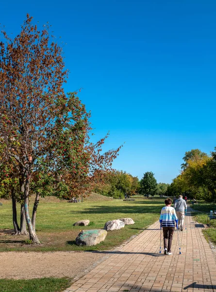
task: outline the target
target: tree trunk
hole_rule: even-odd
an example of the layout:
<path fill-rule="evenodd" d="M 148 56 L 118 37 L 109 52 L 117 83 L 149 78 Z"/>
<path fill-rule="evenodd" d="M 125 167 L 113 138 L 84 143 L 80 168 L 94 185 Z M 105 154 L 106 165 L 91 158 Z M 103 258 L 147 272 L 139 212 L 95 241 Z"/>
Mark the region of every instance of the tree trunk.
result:
<path fill-rule="evenodd" d="M 33 211 L 32 211 L 32 223 L 34 231 L 35 231 L 35 220 L 36 220 L 36 213 L 37 212 L 37 206 L 39 204 L 39 194 L 36 195 L 35 200 L 34 200 L 34 206 L 33 207 Z"/>
<path fill-rule="evenodd" d="M 25 191 L 24 194 L 24 207 L 25 209 L 25 215 L 26 217 L 26 222 L 28 225 L 28 228 L 29 232 L 29 237 L 32 240 L 33 243 L 38 244 L 40 243 L 35 231 L 33 228 L 33 226 L 31 220 L 29 215 L 29 182 L 28 178 L 26 179 L 25 184 Z"/>
<path fill-rule="evenodd" d="M 25 209 L 24 204 L 21 204 L 20 211 L 20 230 L 19 232 L 20 235 L 28 235 L 27 230 L 26 229 L 26 221 L 25 215 Z"/>
<path fill-rule="evenodd" d="M 13 224 L 14 227 L 14 234 L 17 235 L 19 233 L 20 229 L 18 225 L 17 213 L 17 200 L 14 194 L 14 189 L 11 189 L 11 197 L 12 198 L 12 210 L 13 210 Z"/>
<path fill-rule="evenodd" d="M 23 176 L 22 176 L 23 177 Z M 24 179 L 23 177 L 19 178 L 19 188 L 21 193 L 21 200 L 24 200 Z M 25 215 L 25 210 L 24 208 L 24 203 L 21 203 L 21 210 L 20 210 L 20 230 L 19 234 L 20 235 L 27 235 L 28 233 L 26 229 L 26 221 Z"/>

========

TASK DETAILS: All records should be output exactly, with the pictures left out.

THE ANSWER:
task: outline the target
target: tree trunk
hole_rule: even-odd
an example of the layout:
<path fill-rule="evenodd" d="M 148 56 L 118 37 L 109 52 L 117 83 L 149 78 Z"/>
<path fill-rule="evenodd" d="M 125 167 L 113 138 L 84 143 L 80 168 L 94 185 Z M 105 154 L 106 165 L 91 158 Z M 103 258 L 147 272 L 139 212 L 95 241 Z"/>
Mark the region of every instance of the tree trunk.
result:
<path fill-rule="evenodd" d="M 33 211 L 32 211 L 32 223 L 34 231 L 35 231 L 35 220 L 36 220 L 36 213 L 37 212 L 37 206 L 39 204 L 39 194 L 36 195 L 35 200 L 34 200 L 34 206 L 33 207 Z"/>
<path fill-rule="evenodd" d="M 25 191 L 24 194 L 24 207 L 25 209 L 25 215 L 26 217 L 26 222 L 28 225 L 28 228 L 29 232 L 29 237 L 32 240 L 33 243 L 38 244 L 40 243 L 35 231 L 33 228 L 33 226 L 31 220 L 29 215 L 29 182 L 28 178 L 26 179 L 25 184 Z"/>
<path fill-rule="evenodd" d="M 25 209 L 24 204 L 21 204 L 20 211 L 20 230 L 19 232 L 20 235 L 28 235 L 27 230 L 26 229 L 26 221 L 25 215 Z"/>
<path fill-rule="evenodd" d="M 13 224 L 14 227 L 14 234 L 17 235 L 19 233 L 20 229 L 18 225 L 17 213 L 17 200 L 14 194 L 14 189 L 11 189 L 11 197 L 12 198 L 12 210 L 13 210 Z"/>
<path fill-rule="evenodd" d="M 23 176 L 22 176 L 23 177 Z M 24 179 L 23 177 L 19 178 L 19 188 L 21 193 L 21 200 L 24 200 Z M 25 215 L 25 210 L 24 208 L 24 203 L 21 203 L 21 210 L 20 210 L 20 230 L 19 234 L 20 235 L 27 235 L 28 233 L 26 229 L 26 221 Z"/>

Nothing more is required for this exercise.